# Passage

EMOTIONAL WEATHER REPORT - Jessica Zafra -

The other week I thought I’d take the emotional temperature of readers by floating an idea that was either brilliant or dopey. (Of course the best ideas are both). I proposed the privately-funded construction of a massive towering monument that would symbolize the Philippines. Let’s call it the Colossus Project.

The rationale for this construction is analogous to the technique used by some actors to create their characters. They build the role from the outside in: they figure out how their character looks, what she wears, how she speaks, laughs, cries, the way she moves, etc. When the externals have been defined, they work on the emotional core. Maybe if we start with the monument, we will be forced to look at what’s inside ourselves.

It’s not an original idea. A friend reminds me that before the 1998 Centennial, there was a government proposal to build such a tower at the Luneta. It was shouted down by the media, probably for good reason.

# Recorded information

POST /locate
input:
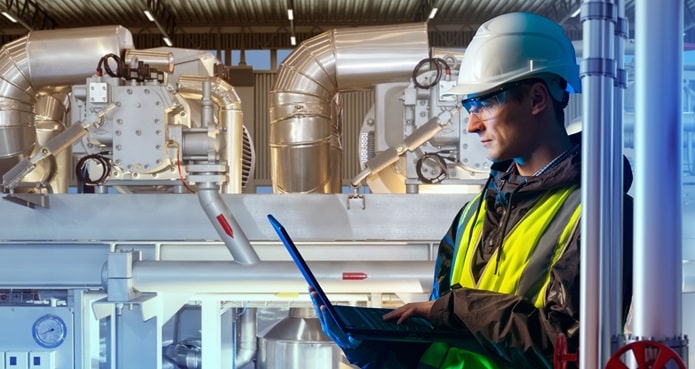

# Your task
In the passage on the Colossus Project, list each external aspect of a character that actors who build a role from the outside in work out before turning to the emotional core. The lines aren't needed for the work here.

# Result for this task
- How the character looks
- What she wears
- How she speaks
- How she laughs
- How she cries
- The way she moves